[Stored data entries]
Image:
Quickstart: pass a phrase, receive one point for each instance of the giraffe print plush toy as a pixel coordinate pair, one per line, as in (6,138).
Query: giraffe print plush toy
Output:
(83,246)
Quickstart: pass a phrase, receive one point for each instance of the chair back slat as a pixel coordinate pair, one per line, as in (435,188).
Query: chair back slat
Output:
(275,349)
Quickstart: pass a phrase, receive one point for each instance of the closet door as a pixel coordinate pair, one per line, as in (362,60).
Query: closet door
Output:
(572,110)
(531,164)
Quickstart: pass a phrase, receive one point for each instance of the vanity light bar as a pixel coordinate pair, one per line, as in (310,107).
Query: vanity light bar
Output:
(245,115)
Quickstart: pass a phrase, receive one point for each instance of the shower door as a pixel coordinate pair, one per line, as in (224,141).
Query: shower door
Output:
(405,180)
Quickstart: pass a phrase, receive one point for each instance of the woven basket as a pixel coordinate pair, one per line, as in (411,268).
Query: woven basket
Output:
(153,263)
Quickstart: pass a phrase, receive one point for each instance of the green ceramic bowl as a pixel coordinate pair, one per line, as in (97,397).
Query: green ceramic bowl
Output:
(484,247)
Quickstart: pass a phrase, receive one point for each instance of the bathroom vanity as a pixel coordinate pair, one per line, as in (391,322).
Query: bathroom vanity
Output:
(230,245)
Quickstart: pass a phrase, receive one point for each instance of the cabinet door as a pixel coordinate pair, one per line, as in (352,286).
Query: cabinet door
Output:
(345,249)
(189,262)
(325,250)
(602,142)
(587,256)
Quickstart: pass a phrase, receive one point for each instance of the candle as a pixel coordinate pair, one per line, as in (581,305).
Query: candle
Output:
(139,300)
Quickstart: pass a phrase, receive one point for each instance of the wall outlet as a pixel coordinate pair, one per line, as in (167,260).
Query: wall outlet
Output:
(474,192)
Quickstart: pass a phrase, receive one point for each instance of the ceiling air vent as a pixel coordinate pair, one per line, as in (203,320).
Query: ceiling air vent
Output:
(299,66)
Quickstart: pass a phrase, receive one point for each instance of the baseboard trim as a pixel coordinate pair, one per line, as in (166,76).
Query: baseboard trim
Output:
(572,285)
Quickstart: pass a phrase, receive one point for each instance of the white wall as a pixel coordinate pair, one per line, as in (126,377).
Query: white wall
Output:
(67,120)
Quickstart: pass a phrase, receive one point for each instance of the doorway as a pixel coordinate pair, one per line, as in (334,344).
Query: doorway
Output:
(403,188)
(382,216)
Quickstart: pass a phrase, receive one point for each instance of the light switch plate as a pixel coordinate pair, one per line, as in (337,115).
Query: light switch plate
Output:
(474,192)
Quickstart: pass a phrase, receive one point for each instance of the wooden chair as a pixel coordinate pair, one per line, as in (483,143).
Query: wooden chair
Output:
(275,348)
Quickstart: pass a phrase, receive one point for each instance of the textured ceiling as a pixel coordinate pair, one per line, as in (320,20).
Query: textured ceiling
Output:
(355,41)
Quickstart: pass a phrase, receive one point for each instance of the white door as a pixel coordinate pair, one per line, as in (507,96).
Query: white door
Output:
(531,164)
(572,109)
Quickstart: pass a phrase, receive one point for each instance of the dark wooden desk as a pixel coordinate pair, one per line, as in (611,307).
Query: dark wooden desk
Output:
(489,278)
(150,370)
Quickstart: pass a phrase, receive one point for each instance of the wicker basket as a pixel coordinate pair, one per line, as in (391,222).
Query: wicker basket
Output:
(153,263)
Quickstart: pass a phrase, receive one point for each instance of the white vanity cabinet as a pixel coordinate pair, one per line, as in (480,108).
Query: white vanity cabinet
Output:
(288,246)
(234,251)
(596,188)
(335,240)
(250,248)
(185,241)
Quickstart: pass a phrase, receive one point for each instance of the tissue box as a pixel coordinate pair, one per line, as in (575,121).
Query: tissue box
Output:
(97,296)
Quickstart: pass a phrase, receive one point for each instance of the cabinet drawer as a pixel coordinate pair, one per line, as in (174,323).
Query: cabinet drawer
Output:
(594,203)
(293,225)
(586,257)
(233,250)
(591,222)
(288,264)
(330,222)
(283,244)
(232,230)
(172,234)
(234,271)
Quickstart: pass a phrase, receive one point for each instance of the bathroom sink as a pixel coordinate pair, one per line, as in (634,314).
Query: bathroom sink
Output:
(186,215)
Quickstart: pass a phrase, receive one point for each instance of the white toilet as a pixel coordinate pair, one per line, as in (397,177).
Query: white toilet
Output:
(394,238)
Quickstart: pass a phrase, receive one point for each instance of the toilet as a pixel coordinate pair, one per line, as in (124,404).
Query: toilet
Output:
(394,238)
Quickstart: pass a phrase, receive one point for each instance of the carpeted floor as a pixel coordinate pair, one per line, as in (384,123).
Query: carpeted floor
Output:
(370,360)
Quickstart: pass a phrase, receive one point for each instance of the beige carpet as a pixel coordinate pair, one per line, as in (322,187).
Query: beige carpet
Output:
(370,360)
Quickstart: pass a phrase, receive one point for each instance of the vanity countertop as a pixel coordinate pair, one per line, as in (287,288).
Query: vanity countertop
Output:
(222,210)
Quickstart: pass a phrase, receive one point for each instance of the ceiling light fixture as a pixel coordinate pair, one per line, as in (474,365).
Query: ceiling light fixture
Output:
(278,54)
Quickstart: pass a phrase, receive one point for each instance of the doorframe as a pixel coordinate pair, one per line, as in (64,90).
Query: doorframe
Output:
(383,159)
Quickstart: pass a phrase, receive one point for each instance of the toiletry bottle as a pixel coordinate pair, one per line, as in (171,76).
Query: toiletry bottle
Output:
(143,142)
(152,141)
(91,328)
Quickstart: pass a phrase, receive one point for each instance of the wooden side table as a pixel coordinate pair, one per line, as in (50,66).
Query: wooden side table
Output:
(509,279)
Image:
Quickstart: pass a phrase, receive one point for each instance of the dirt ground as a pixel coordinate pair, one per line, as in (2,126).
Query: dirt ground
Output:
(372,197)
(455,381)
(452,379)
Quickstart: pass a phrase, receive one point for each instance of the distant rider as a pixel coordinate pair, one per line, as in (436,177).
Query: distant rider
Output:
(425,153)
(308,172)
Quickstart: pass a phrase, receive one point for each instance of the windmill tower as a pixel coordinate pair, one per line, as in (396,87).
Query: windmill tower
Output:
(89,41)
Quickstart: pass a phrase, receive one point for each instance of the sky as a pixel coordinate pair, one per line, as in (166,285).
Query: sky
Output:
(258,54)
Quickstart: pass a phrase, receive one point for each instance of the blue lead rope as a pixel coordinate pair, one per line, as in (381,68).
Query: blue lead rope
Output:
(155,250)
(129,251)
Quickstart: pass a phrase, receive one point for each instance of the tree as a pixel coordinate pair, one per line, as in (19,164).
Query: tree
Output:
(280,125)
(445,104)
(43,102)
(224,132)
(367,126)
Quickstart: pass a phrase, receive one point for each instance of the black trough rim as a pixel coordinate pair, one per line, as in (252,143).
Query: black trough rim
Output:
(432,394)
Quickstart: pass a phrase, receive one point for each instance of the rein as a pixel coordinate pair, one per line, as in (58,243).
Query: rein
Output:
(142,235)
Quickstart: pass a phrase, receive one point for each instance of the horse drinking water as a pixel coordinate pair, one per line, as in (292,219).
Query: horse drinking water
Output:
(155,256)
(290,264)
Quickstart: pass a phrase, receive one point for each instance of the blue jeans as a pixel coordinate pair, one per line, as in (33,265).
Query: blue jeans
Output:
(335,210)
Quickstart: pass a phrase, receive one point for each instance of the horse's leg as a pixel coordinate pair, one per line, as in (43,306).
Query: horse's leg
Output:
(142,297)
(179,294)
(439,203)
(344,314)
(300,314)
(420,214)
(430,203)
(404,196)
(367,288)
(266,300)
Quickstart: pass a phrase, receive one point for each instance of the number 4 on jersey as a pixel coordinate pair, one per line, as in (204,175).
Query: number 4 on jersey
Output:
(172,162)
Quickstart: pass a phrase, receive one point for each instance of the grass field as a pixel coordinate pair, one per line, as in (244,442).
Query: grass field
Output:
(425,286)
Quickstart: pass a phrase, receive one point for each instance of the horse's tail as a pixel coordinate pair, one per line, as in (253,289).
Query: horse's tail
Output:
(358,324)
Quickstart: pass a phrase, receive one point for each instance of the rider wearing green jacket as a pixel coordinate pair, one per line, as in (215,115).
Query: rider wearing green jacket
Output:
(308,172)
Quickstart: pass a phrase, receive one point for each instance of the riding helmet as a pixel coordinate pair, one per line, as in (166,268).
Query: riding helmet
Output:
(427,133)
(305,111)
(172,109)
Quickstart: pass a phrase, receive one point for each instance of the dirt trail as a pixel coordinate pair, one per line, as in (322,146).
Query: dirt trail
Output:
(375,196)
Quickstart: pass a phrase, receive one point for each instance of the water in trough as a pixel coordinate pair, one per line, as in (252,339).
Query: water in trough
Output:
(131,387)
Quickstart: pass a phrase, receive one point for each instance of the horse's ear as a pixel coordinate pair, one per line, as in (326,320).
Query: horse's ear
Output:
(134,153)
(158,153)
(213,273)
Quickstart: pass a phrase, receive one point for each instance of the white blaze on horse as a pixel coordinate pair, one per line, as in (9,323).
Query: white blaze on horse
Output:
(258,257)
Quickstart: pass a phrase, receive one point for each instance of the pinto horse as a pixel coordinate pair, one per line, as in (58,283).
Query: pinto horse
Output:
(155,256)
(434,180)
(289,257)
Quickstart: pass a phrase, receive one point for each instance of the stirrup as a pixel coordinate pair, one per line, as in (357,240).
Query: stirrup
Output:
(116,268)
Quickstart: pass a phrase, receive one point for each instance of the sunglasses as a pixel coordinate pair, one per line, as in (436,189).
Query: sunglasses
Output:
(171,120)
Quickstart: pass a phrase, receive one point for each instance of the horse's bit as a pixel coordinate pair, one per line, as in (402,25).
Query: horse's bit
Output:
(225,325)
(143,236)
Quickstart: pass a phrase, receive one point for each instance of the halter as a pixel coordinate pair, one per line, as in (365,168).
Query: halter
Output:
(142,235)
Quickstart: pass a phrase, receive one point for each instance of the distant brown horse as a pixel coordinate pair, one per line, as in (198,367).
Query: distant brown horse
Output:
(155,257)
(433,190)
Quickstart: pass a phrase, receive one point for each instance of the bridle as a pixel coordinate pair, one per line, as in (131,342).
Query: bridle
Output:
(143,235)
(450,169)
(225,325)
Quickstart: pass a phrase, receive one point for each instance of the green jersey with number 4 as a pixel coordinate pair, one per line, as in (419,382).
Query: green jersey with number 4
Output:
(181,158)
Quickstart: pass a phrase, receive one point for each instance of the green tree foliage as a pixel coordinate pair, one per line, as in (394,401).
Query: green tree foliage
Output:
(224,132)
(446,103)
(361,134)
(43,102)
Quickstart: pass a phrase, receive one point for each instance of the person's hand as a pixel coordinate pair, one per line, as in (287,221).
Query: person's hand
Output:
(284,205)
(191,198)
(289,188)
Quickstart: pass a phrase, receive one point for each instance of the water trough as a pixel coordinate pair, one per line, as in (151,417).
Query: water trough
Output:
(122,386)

* **WHAT IS BEING ASKED**:
Across the data shown above, how many lines carry the string "brown"? Reply with the figure by itself.

* **ANSWER TO THE PROBLEM**:
2